# What the task asks
Print every line of the material exactly.

# Provided material

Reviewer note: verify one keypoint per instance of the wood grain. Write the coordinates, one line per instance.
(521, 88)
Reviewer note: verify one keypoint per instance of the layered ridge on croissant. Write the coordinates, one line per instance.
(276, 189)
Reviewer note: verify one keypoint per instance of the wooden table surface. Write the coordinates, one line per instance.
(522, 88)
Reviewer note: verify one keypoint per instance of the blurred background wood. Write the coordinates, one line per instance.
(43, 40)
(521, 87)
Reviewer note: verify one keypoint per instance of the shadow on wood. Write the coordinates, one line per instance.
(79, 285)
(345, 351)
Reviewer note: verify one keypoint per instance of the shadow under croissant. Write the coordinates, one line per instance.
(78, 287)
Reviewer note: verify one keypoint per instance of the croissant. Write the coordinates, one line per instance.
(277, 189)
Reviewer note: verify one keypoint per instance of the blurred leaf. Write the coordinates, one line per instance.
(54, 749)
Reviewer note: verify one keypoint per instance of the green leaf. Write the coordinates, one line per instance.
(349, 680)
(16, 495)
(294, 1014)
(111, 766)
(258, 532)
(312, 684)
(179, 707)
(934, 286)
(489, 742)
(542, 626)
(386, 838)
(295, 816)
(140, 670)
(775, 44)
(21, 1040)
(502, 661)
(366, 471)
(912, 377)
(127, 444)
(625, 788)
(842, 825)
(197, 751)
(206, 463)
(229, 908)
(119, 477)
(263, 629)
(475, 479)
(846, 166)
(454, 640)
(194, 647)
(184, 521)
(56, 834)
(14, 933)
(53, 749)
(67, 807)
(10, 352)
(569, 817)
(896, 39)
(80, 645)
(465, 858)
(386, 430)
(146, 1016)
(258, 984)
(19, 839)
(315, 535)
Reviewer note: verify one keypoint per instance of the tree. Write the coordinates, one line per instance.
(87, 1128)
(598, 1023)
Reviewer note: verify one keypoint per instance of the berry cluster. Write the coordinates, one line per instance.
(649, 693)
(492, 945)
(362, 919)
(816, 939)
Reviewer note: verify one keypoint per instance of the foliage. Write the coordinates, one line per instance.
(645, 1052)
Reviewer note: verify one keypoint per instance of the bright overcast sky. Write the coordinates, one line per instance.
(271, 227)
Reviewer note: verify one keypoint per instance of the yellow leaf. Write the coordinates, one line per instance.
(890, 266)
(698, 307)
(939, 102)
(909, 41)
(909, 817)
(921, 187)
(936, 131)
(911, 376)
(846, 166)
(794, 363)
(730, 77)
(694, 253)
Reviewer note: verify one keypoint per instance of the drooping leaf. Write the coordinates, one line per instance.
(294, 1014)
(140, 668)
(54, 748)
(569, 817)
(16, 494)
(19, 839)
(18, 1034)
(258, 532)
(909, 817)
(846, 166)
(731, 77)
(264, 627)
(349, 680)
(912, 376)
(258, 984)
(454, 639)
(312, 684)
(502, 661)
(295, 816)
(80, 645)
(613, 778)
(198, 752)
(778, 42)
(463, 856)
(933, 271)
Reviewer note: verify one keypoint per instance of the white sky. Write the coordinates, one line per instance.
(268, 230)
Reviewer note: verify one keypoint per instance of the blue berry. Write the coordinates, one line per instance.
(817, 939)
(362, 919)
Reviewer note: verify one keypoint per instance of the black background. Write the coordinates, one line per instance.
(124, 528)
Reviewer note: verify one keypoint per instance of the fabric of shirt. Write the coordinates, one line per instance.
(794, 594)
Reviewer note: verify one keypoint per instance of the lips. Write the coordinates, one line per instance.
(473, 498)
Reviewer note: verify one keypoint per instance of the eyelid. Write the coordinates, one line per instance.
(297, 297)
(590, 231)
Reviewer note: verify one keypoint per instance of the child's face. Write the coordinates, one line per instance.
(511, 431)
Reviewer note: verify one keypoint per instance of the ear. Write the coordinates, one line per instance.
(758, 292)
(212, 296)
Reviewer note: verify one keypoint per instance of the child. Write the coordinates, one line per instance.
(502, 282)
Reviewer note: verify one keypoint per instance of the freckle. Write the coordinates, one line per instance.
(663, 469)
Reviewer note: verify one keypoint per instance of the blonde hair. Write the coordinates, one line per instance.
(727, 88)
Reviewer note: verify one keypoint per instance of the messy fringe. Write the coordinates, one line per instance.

# Exercise response
Reviewer note: verify one keypoint per instance of the wood grain. Write the coordinates, one line per instance.
(521, 88)
Reviewer note: verify one keypoint per instance of the layered ridge on croissant. Write the coordinates, one line per instance.
(276, 189)
Reviewer note: verify one keypoint per instance of the wooden table surface. Write the coordinates, one line per instance.
(522, 88)
Reviewer note: verify one keypoint per instance of the blurred background wood. Write the coordinates, one line per instance.
(43, 40)
(521, 87)
Reviewer note: verify one keypoint per instance of the shadow on wood. Write the coordinates, one line per instance.
(79, 285)
(345, 351)
Reviewer note: verify one keypoint per instance of the shadow under croissant. Write the coordinates, one line per instance.
(78, 287)
Reviewer note: verify one keypoint per instance of the croissant. Write the coordinates, one line per instance.
(277, 189)
Reviewer note: verify one keypoint per instance of the blurred leaf. Write the coordinates, one line per instance.
(54, 749)
Reviewer note: verify one keypoint per instance of the green leaf. Write the coordinates, one line per instance.
(349, 680)
(16, 495)
(294, 1014)
(111, 766)
(258, 532)
(312, 684)
(179, 707)
(934, 286)
(489, 742)
(542, 626)
(386, 838)
(295, 816)
(140, 670)
(775, 44)
(21, 1040)
(502, 661)
(366, 471)
(912, 377)
(127, 444)
(625, 788)
(842, 825)
(197, 751)
(206, 463)
(229, 908)
(119, 477)
(263, 629)
(475, 479)
(846, 166)
(454, 640)
(194, 647)
(184, 521)
(56, 834)
(14, 933)
(53, 749)
(67, 807)
(10, 352)
(569, 817)
(896, 39)
(80, 645)
(465, 858)
(386, 430)
(146, 1016)
(258, 984)
(19, 839)
(315, 535)
Reviewer note: verify one keypoint per instance of the tree. Write the coordinates, one line per instance.
(87, 1128)
(598, 1023)
Reviewer note: verify one keypoint per instance of the berry cluster. Write the coordinates, one line per instance.
(649, 693)
(492, 945)
(362, 919)
(816, 939)
Reviewer note: verify one keypoint per instance of the foliage. Write the coordinates, one line per instance.
(645, 1052)
Reviewer note: verify one keypoint per instance of the bright overcast sky. Write the coordinates, one line per instance.
(271, 227)
Reviewer note: verify one keypoint per instance of the yellow leaf. Write the coordinates, one line per instance.
(890, 266)
(698, 307)
(939, 102)
(909, 41)
(909, 817)
(921, 187)
(936, 131)
(911, 376)
(846, 166)
(794, 363)
(730, 77)
(694, 253)
Reviewer note: verify one keypoint per instance of the drooping leaf. Write the coordinates, one line per instance.
(294, 1014)
(140, 668)
(54, 748)
(569, 817)
(16, 494)
(19, 839)
(18, 1034)
(258, 532)
(909, 817)
(846, 166)
(731, 77)
(264, 627)
(349, 680)
(912, 376)
(258, 984)
(454, 639)
(312, 684)
(502, 661)
(295, 816)
(80, 645)
(613, 778)
(198, 752)
(778, 42)
(463, 856)
(933, 271)
Reviewer note: verify one keypoint per instance of the white sky. Write the coordinates, one line per instance.
(268, 230)
Reviewer note: verify one keypoint per instance of the blue berry. Write the coordinates, one line per instance.
(817, 939)
(362, 919)
Reviewer note: verify one keypoint per instance of the black background. Write the coordinates, one line per instance.
(124, 528)
Reviewer note: verify one keypoint per instance of the fabric of shirt. Write the coordinates, one line per instance.
(794, 594)
Reviewer note: verify one keypoint per instance of the lips. Write the coordinates, one line per instance.
(473, 498)
Reviewer note: verify one keypoint per instance of the eyelid. Write the coordinates, one line per instance.
(297, 297)
(590, 231)
Reviewer note: verify one keypoint per instance of the child's face. Write the coordinates, one line per instance.
(511, 431)
Reviewer note: verify one keypoint per instance of the ear. Write the coordinates, one line per instance.
(758, 292)
(212, 296)
Reviewer note: verify one keypoint per instance of the child. Write the coordinates, one line per instance.
(502, 282)
Reviewer note: verify one keypoint per instance of the freckle. Write the coordinates, one line per instance.
(663, 469)
Reviewer note: verify one keypoint per instance of the blonde hair. Write the coordinates, one line per instance.
(727, 88)
Reviewer note: verify one keypoint per instance of the messy fringe. Write the coordinates, one line per instance.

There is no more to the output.